## WHAT IS NEEDED
Output every line of the entries from the line containing "For every instance of the snowflake" through the last, exactly, with no other content.

(Data entries)
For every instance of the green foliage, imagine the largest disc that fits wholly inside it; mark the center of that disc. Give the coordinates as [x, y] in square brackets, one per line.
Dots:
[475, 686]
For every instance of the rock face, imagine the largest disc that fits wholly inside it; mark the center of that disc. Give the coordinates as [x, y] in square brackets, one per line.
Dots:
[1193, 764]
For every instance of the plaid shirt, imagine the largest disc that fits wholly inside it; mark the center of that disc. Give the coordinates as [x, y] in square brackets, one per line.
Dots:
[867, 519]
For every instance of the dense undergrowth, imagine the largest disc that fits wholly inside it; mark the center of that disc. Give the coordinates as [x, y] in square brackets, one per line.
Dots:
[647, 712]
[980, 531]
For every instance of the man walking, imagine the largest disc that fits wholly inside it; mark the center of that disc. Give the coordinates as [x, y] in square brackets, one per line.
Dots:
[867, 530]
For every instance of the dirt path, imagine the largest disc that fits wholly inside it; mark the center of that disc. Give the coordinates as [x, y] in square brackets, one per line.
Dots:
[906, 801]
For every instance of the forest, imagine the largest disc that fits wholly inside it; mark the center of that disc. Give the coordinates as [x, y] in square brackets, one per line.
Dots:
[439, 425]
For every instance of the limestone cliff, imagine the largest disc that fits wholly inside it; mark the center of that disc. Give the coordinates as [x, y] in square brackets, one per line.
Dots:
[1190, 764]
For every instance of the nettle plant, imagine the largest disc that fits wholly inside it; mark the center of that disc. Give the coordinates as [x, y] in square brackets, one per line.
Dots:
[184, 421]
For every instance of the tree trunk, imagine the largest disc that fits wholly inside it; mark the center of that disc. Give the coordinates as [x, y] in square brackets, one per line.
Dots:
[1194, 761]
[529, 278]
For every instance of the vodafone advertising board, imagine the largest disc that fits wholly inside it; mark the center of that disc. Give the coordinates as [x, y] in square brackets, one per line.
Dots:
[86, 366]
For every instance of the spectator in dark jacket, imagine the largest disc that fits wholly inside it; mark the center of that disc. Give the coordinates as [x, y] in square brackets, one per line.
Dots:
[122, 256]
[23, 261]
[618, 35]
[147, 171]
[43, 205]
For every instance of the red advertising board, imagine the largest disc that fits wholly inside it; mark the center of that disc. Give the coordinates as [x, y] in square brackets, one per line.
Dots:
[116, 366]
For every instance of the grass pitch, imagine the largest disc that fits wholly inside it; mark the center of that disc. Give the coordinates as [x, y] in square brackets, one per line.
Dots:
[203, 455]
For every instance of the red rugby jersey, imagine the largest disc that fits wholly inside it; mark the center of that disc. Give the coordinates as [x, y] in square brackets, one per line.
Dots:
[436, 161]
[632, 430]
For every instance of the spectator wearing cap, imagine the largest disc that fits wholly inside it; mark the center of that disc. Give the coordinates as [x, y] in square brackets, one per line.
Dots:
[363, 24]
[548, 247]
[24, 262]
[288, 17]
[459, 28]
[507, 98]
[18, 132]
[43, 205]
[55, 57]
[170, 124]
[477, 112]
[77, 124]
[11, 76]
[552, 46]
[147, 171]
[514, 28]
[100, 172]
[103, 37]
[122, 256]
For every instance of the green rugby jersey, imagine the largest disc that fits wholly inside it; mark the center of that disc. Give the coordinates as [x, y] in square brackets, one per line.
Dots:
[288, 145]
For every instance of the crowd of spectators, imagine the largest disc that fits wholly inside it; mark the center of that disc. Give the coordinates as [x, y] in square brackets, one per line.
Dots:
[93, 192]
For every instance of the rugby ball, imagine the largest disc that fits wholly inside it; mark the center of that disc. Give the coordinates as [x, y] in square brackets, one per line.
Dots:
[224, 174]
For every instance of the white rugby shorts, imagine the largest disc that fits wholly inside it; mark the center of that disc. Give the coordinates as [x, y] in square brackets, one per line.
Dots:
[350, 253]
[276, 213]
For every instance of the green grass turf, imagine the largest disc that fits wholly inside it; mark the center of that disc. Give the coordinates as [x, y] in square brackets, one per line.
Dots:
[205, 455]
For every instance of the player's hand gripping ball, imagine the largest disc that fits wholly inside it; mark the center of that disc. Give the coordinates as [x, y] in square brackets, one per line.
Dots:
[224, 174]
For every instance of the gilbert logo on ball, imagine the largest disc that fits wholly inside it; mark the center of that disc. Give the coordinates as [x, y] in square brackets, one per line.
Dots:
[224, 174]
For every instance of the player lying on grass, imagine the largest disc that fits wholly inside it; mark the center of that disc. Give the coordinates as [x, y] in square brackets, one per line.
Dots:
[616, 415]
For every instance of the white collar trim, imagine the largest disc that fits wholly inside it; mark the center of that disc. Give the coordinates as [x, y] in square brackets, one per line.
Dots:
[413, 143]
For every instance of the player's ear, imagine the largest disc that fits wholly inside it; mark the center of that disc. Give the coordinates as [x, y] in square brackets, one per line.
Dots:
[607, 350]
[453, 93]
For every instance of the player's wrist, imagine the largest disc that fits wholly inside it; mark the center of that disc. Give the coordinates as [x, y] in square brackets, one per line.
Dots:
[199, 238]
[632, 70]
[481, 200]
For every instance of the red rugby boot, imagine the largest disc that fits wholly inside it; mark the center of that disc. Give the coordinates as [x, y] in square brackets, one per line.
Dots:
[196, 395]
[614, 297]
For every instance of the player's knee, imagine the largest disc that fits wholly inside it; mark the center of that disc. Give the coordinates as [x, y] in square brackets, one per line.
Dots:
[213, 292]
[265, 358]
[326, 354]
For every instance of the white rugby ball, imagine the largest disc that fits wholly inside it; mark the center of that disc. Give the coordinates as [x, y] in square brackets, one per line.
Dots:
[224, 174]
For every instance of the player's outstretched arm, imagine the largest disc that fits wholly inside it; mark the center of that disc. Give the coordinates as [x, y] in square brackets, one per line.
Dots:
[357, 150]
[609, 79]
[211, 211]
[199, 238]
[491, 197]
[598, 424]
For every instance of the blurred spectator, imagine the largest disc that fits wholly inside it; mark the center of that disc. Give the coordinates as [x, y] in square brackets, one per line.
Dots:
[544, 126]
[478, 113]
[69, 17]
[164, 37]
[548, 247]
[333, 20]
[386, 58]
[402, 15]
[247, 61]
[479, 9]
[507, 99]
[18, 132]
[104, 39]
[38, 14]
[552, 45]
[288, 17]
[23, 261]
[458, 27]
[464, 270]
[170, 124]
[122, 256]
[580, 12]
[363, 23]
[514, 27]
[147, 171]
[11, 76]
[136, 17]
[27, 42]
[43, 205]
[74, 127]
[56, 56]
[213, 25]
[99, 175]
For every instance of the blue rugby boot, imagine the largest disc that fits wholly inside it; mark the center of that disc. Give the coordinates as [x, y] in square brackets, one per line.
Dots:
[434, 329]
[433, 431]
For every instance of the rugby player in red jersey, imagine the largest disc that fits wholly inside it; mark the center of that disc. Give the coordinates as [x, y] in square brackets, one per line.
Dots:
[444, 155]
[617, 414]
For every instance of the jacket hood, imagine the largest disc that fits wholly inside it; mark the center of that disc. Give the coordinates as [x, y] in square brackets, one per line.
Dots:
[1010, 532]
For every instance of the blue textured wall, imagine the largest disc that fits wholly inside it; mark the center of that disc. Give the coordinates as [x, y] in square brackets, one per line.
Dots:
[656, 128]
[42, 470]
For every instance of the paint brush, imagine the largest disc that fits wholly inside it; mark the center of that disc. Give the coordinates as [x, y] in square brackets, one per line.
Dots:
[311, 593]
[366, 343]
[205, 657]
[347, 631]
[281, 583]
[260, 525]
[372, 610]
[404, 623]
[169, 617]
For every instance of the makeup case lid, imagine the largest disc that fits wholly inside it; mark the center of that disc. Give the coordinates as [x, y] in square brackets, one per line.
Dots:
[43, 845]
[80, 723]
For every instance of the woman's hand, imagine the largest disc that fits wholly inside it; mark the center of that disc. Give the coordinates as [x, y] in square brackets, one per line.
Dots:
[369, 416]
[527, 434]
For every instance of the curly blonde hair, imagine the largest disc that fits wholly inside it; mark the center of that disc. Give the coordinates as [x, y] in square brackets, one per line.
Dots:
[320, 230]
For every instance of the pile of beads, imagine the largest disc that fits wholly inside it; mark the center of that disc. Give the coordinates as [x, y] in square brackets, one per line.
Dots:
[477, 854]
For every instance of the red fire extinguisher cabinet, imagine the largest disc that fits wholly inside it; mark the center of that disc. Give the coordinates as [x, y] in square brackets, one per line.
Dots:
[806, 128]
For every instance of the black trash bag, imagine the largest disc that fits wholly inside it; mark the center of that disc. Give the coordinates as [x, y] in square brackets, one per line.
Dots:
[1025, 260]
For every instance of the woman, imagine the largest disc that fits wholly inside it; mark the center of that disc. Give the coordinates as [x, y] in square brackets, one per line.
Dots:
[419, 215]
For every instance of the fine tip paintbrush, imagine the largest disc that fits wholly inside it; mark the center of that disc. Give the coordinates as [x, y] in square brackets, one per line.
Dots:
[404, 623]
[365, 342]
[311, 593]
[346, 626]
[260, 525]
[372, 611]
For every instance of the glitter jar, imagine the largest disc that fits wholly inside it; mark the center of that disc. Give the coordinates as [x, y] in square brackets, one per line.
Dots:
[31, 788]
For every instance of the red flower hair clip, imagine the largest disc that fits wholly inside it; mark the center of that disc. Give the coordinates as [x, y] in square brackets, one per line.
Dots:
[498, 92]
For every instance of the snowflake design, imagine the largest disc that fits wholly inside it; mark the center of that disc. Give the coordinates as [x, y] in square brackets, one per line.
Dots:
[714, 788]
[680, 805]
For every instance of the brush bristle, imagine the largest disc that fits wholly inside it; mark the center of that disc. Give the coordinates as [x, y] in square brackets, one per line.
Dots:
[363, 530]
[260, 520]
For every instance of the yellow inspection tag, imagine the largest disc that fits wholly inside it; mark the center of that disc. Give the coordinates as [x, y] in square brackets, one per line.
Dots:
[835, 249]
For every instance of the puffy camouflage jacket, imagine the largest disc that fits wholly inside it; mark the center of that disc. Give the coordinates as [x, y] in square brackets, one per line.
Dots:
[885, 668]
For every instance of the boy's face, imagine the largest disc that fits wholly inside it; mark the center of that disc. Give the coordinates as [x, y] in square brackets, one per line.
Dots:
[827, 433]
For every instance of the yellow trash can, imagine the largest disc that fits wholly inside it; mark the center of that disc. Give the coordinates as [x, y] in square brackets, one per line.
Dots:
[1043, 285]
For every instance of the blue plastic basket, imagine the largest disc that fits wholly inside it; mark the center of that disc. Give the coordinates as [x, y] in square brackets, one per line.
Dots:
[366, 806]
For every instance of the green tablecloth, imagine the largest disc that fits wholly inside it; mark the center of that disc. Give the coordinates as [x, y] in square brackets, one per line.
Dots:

## FINAL RESULT
For every instance of the snowflake design, imagine the largest disc that fits wholly inside it; mark the center of that disc. Give the coordinates as [x, y] in square brackets, one per line.
Dots:
[714, 788]
[680, 805]
For every instance of the brush bristle, imagine the largest disc that fits wholly inside it; mark the center of that disc. Give the coordinates as [x, y] in square brackets, one per line.
Dots:
[363, 530]
[260, 520]
For every instance of the yellow inspection tag, imagine the largest disc that fits wholly inside it; mark the center of that disc. Give the coordinates as [x, y] in square brackets, one per line.
Dots:
[835, 249]
For every instance of the puffy camouflage jacket, imagine the largest disc that fits wholly inside it; mark the center of that disc. Give the coordinates as [x, y] in square brackets, one per line.
Dots:
[885, 668]
For every instance of the boy's face, imagine the largest disc that fits wholly inside it; mark the center of that disc. Give the coordinates as [x, y] in square brackets, one per line.
Dots:
[827, 433]
For every instance of the yellow trash can, imagine the largest disc that fits wholly inside it; mark the center of that disc. Give the coordinates as [x, y] in square brackets, one per line.
Dots:
[1043, 285]
For every instance of the blue plastic basket, imagine the largest disc that fits wholly inside it; mark the center of that disc. Give the coordinates as [x, y] in square brackets, one per line.
Dots:
[366, 806]
For every instance of the green tablecloth, imagine the largest disc that fits wholly inside it; mark the center of that disc. Give the coordinates as [x, y] in square brackets, one per line.
Dots:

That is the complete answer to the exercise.